The world today evolves as a complex mixture of Conventional Worlds, Barbarization, and Great Transition tendencies. These three truths suggest three concurrent action prongs expanding on the current focus on gradual policy change: reform (incremental policy), remediation (emergency management), and redesign (system transformation). The reform prong resonates with dominant policy paradigms seeking to ease social-ecological stress, such as cautious efforts to control greenhouse gas emissions. Unfortunately, conventional institutions, notably the state-centric international order and corporate dominated political economy, appear profoundly ill-equipped to meet the challenge of deep reform. The most promising efforts, such as the Paris Agreement on climate change and the United Nations Sustainable Development Goals, are steps in the right direction, but not the leap forward now needed. Still, civil society reform efforts can help mute dangerous trends, thereby countering Barbarization while buying time for a Great Transition mobilization. However, evidence mounts that incremental action alone is insufficient, especially as key government and corporate leaders continue to deny, ignore, or respond indecisively to threats.
The second action prong—emergency management—counters head-on the real risk of system collapse (Barbarization). This strategy evokes an existential “precautionary principle” proscribing policies that allow further drift toward conditions where science cannot rule out social-ecological tipping points. It would be timely to extend the environmental precautionary principle, embodied in Principle 15 of the 1992 United Nations Conference on Environment and Development Rio Declaration [20] to the system level. Additionally, redoubled cultural and educational efforts are needed to counter the politics of hate and polarization. In parallel, international emergency preparation for humane intervention into hotspots of chaos and conflict are essential, lest military containment becomes the rule. Finally, critical consideration of selected geoengineering options compatible with the precautionary principle, such as massive biomass sequestration in soils, rather than perilous solar radiation management, would be prudent.
Since thus far the reform and emergency prongs have proved too little, too late, the third prong comes to the fore: actions to advance transformative cultural and institutional change. A robust strategy for deep change has many dimensions, including designing innovative economic and governance models attuned to contemporary challenges, debating alternative global visions, and nurturing a shift toward values of global solidarity, ecological sensibility, and lives of qualitative fulfilment over consumerism. Critical to this approach are new initiatives to foster connectivity across popular movements and civil society networks, thereby creating a path to an overarching movement of global citizens for a Great Transition.

[Dataset entries]
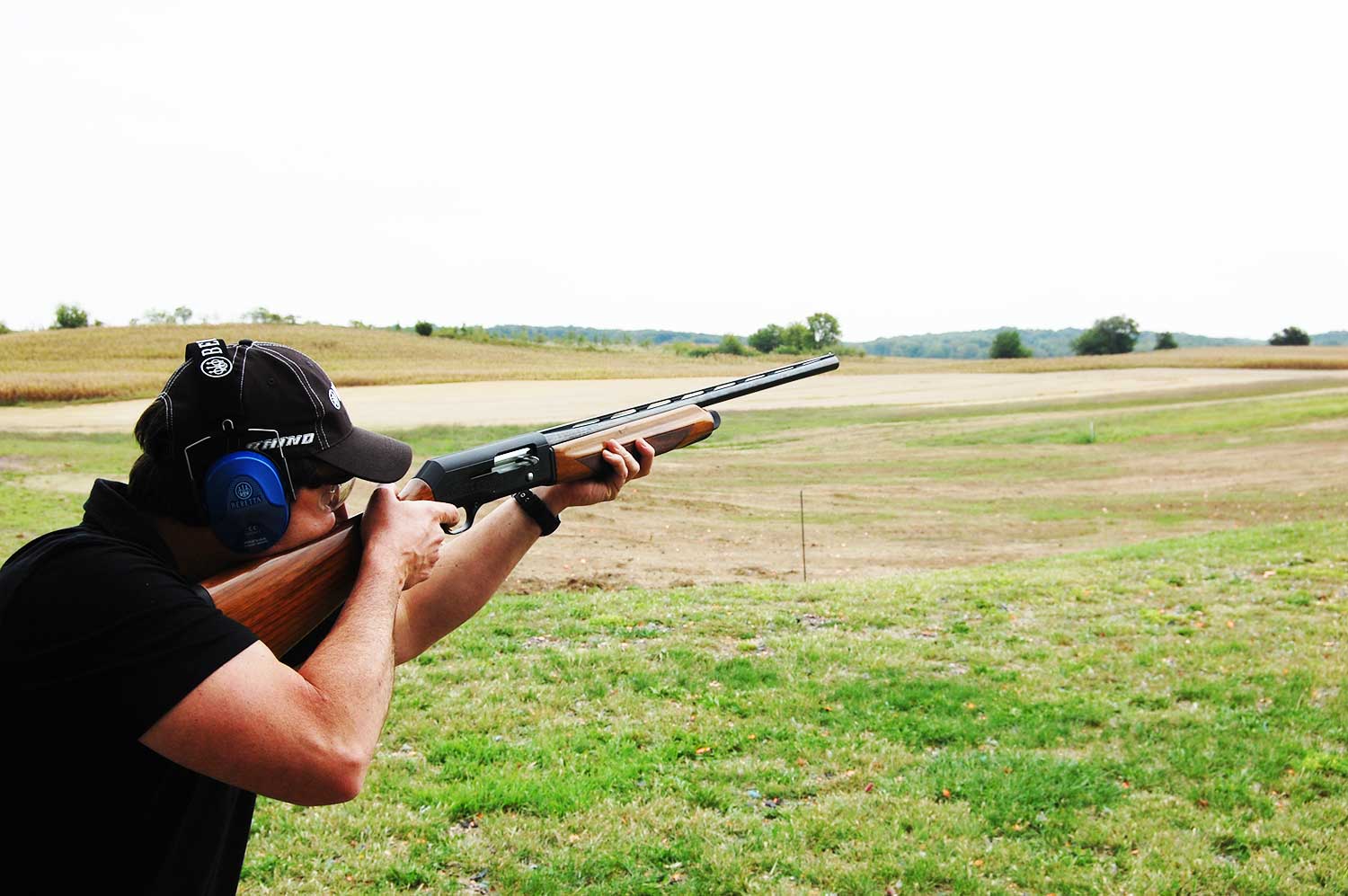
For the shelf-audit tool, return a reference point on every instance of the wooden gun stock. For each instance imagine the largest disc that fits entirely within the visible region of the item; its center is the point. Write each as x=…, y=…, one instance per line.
x=285, y=597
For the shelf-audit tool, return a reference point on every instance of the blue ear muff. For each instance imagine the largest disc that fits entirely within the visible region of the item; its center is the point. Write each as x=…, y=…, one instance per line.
x=245, y=501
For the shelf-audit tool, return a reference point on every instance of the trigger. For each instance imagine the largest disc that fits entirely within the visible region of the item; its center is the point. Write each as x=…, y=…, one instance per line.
x=463, y=526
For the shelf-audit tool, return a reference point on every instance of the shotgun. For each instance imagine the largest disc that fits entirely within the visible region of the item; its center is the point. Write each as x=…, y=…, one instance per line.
x=285, y=597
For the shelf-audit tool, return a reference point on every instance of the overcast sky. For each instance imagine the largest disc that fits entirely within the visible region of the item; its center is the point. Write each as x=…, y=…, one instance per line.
x=697, y=166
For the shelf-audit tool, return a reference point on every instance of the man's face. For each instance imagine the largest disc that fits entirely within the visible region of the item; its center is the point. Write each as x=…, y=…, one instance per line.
x=315, y=512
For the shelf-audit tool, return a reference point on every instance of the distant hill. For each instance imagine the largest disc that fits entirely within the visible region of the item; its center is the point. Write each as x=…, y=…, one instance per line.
x=975, y=344
x=964, y=344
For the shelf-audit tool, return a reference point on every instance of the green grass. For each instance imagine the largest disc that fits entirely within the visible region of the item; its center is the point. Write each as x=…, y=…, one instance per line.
x=1157, y=718
x=1164, y=717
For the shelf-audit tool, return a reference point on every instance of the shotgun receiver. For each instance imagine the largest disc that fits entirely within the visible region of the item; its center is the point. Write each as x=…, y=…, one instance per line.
x=285, y=597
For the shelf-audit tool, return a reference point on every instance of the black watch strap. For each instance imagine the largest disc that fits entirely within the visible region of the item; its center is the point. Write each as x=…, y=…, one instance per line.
x=531, y=504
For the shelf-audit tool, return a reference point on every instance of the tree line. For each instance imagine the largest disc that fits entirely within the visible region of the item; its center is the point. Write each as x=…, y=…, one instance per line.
x=1119, y=336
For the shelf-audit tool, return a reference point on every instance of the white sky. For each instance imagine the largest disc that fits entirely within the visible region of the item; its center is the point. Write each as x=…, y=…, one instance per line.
x=698, y=166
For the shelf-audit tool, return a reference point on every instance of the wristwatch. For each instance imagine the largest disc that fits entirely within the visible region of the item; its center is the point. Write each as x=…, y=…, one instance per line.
x=531, y=504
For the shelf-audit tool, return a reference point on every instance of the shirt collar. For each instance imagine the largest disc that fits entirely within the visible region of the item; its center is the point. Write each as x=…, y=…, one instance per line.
x=110, y=510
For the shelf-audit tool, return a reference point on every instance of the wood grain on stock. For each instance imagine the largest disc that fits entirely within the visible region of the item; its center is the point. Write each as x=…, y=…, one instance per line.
x=580, y=458
x=282, y=599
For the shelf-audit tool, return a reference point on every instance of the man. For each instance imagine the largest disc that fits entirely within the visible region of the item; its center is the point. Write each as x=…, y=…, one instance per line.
x=140, y=720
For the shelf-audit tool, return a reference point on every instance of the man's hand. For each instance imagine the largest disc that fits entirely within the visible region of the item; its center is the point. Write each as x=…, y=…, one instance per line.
x=406, y=534
x=623, y=466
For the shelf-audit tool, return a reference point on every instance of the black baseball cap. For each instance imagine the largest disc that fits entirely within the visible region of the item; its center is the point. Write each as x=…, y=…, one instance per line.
x=271, y=399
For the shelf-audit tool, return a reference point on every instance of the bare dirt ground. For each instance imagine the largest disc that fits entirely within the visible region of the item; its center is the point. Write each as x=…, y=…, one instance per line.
x=528, y=404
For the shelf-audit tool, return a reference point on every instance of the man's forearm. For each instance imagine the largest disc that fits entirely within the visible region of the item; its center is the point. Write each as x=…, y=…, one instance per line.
x=352, y=670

● **EXERCISE DESCRIPTION**:
Pick up the text on the three action prongs of reform, remediation, and redesign after its last sentence and continue it. The dataset entries play no part in this exercise.

● **RESULT BELOW**:
The three action prongs—reform, remediation, and redesign—are best pursued synergistically, rather than as independent strategies. Non-government actors and networks are critical to all dimensions: prodding governmental reform, prompting calamity control, and galvanizing transformative movements. In parallel, research can better support and guide these efforts by giving priority to the exploration of nonconventional futures and their links to near term choices. For example, for climate, integrated assessment models used to quantify greenhouse gas emissions underlying climate projections do neither incorporate the potentially disruptive feedbacks of climate impacts on economic and demographic drivers of emissions, nor are they equipped to deal with deep societal or economic transformation. Most immediately, assessments such as those of the IPCC need to be enhanced to incorporate disruptive change, whether the feedbacks of severe climate change on economic and demographic assumptions or the impacts of a deep shift in human values and institutions.
Beyond the climate issue, the search for pathways to social-ecological sustainability requires integrated analysis across sectors, geographic scales, and time horizons. The research agenda now taking shape to address this challenge [21] would be well advised to highlight the exploration of system discontinuity and transformation as a critical dimension for deepening understanding, broadening policy, and engaging citizens. Facing a holistic challenge, we need a new transdisciplinary science that, in collaboration with artists, historians, innovators and social visionaries, can propel awareness and action by illuminating the landscape of the future, in all its dire peril and unique opportunity. This would better connect science, policy and society, and foster explorations of alternative paradigms for a civilization fit for the twenty-first century. The COVID-19 pandemic has painfully demonstrated the real risk of historical discontinuity. A varied array of other social-ecological discontinuities can plausibly emerge in the coming decades. Going forward, scenario assessments with claims to relevance and rigor must emphasize nonconventional global futures.